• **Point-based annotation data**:
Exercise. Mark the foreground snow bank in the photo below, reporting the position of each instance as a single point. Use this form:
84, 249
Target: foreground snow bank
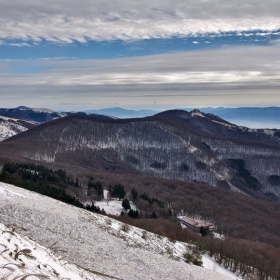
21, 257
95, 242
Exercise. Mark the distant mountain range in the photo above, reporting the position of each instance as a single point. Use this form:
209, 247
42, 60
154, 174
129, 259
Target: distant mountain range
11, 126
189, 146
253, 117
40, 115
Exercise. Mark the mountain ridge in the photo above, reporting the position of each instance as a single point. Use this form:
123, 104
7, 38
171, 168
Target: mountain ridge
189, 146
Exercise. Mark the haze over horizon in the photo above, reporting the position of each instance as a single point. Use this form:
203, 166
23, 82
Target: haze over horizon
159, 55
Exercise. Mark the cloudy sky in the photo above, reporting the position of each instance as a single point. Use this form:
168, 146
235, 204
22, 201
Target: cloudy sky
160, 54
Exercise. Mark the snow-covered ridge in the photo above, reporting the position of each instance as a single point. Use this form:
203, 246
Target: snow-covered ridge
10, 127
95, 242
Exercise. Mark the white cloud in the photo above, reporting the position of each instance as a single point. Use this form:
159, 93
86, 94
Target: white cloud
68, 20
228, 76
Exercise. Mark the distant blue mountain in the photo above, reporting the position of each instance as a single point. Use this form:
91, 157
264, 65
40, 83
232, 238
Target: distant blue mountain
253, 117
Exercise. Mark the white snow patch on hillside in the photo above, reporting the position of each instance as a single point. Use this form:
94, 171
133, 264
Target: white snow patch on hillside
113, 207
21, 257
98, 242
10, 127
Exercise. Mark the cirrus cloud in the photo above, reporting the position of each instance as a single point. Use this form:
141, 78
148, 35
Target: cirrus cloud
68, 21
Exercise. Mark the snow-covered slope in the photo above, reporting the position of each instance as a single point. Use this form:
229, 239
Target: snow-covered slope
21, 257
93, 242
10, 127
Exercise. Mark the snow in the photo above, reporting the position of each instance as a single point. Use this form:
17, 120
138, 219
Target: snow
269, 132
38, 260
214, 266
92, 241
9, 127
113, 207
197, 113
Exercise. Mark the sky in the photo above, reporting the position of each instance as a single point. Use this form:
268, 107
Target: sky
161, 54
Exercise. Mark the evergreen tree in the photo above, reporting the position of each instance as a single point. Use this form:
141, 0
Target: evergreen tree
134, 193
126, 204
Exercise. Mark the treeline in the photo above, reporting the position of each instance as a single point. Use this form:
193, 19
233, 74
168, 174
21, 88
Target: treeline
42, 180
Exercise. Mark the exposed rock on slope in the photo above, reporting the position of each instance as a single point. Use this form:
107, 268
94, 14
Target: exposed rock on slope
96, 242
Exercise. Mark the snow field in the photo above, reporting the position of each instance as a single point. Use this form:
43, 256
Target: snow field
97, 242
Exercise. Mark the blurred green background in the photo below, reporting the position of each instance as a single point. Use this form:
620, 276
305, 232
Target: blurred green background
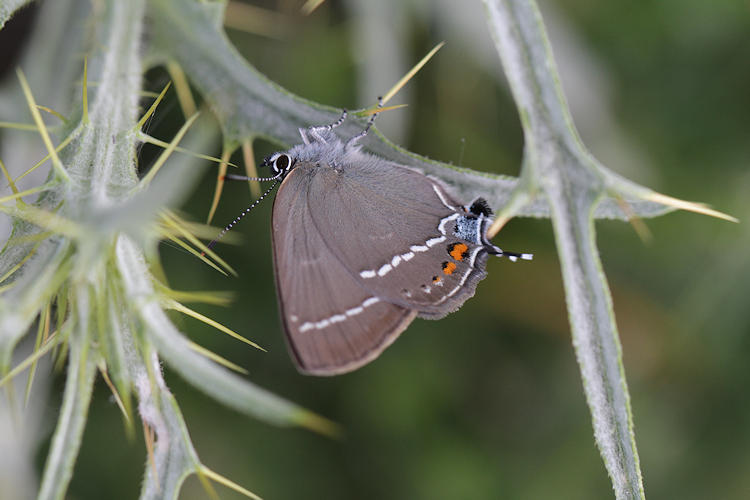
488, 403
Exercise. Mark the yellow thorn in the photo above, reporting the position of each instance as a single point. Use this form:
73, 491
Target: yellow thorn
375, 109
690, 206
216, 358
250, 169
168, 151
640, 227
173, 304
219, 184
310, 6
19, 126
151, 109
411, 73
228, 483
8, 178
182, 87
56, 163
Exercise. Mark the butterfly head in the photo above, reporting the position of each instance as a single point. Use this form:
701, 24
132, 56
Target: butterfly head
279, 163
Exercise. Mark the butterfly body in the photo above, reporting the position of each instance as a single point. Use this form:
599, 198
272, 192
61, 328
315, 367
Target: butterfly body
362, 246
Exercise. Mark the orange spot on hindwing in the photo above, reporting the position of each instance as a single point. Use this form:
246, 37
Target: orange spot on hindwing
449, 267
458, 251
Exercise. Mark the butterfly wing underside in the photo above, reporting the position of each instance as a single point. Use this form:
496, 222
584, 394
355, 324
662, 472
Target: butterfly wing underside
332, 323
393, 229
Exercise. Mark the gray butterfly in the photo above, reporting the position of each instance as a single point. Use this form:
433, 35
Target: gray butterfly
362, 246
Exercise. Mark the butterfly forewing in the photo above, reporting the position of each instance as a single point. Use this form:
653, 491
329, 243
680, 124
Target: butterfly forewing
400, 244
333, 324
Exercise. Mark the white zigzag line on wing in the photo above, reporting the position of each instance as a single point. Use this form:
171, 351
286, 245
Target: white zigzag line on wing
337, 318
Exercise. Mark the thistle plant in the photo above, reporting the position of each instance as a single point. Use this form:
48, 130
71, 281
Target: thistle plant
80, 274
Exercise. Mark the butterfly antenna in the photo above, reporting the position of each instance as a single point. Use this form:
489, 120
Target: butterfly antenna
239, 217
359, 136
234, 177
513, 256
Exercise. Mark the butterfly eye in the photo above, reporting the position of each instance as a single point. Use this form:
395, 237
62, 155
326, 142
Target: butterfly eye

• **PROBLEM DETAILS**:
Restate every record exactly, please; do not copy the pictures.

• **WRITTEN SOLUTION**:
Exercise. Mark the foreground snow bank in the photo below, reporting the position of each instance as a single point. Use this form:
84, 249
Target: foreground snow bank
21, 257
95, 242
Exercise. Mark the distant mountain range in the photo above, reporting the position of each instance as a single point. Use this form:
209, 247
42, 60
154, 174
129, 259
Target: distant mountain range
11, 126
189, 146
253, 117
40, 115
Exercise. Mark the mountain ridge in the photo above, reporting the position of each instance as a single point. Use this form:
123, 104
7, 38
171, 168
Target: mountain ridge
189, 146
Exercise. Mark the haze over horizon in the photo above, reporting the position of each instance as a single point. Use this form:
203, 166
23, 82
Target: haze over horizon
159, 55
Exercise. Mark the cloudy sky in the photo above, reporting the position of each instance as a single point. Use this form:
168, 146
235, 204
22, 201
Target: cloudy sky
160, 54
Exercise. Mark the snow-covered ridge in the photo above, reporting the position of each instance as a single point. Use this form:
203, 246
Target: snow-covered ridge
10, 127
95, 242
Exercise. Mark the white cloud in the photo above, reporting the position of each instance as a single point. Use this form:
159, 93
86, 94
Target: white cloud
68, 20
228, 76
Exercise. Mark the distant blue mountain in the photo above, reporting the position of each instance as a single point. Use this form:
91, 157
264, 65
40, 83
232, 238
Target: distant blue mountain
253, 117
Exercise. Mark the white snow patch on hillside in the photo above, reporting the position of each instance as a single point. Use this form:
94, 171
133, 264
Target: white snow patch on hillside
113, 207
21, 257
98, 242
10, 127
Exercise. Mark the cirrus cloud in the photo above, reporting the position of each instance as a single point. Use this form:
141, 78
148, 35
Target: cirrus cloud
68, 21
Exercise. Mark the snow-covered slope in the photo above, reporting the position of each instance as a single point. Use this form:
229, 239
Target: snow-covered slope
21, 257
93, 242
10, 127
Exercise. Mark the snow in the photo above, reporting the position of each instance as a single point. Use this form:
17, 120
138, 219
Target: snow
269, 132
38, 260
214, 266
92, 241
9, 127
113, 207
197, 113
Exercise. Mark the sky in the photo above, reporting the position of each instance as a single point. Use this form:
268, 107
Target: sky
161, 54
Exercise. Mark the evergreen tree in the photo above, reporting the position of each instance as a single point. Use this form:
141, 0
Target: evergreen tree
134, 193
126, 204
Exercise. Mark the treeline in the photo above, reporting the position of each instance as a single point. Use this form:
193, 19
233, 74
168, 174
21, 88
Target: treeline
42, 180
Exercise. Mark the exposed rock on slope in the photo above, reporting the position of each instance as a single point. Use this form:
107, 268
94, 14
Target: exposed rock on slope
96, 242
Exercise. Mark the snow field in the photo above, reporting the position of each instance as a single point. Use this form:
43, 256
Target: snow field
97, 242
Exercise. Mark the blurred green background in the photo below, reporting the position of each instance as a single point. Use this form:
620, 276
305, 232
Target: blurred green background
488, 403
Exercise. Mark the yellow thorn in the photo above, reporting the position of each instance as a single point. Use this form:
73, 491
Target: yellow thorn
375, 109
690, 206
216, 358
250, 169
168, 151
640, 227
173, 304
219, 184
310, 6
19, 126
151, 109
411, 73
228, 483
8, 178
182, 87
56, 163
Exercise. Mark the butterfly head in the photo above, reporting the position of each instance as a single point. Use this form:
701, 24
132, 56
Target: butterfly head
279, 163
Exercise. Mark the butterfly body in the photo above, reporting the position of each instance as a single point. Use this form:
599, 198
272, 192
61, 328
315, 367
Target: butterfly body
362, 246
Exercise. Mark the orange spot on hindwing in the photo above, reporting the position of each instance as a single point. Use this form:
246, 37
Target: orange spot on hindwing
449, 267
458, 251
Exercise. Mark the butterfly wing underside in the photo above, reporting the position of each instance as a single point. Use this form:
496, 222
584, 394
355, 324
662, 472
Target: butterfly wing underside
332, 323
393, 229
Exercise. Mark the gray butterfly in the photo above, reporting the position of each instance as a single point. Use this form:
433, 35
Target: gray butterfly
362, 246
Exercise. Mark the butterfly forewing in the photo above, reporting the position of each instance as a single point. Use this form:
653, 491
329, 243
680, 124
Target: butterfly forewing
400, 244
333, 324
Exercise. Mark the white zigzag line on wing in the photo above, reporting the position of each instance as a single point. Use this form:
171, 351
286, 245
Target: white zigzag line on wing
337, 318
Exercise. Mark the thistle plant in the photo above, reporting the position of each instance as a single point. Use this form:
48, 130
71, 281
Target: thistle plant
80, 274
Exercise. Mark the butterfly antenna in the photo above, reporting the position of each instance as a single point. Use this form:
489, 120
Target: butterfly antenna
239, 217
359, 136
234, 177
513, 256
Exercise. Mark the butterfly eye in the photo above, reporting the position of each instance as a single point. Use this form:
395, 237
62, 155
326, 142
Target: butterfly eye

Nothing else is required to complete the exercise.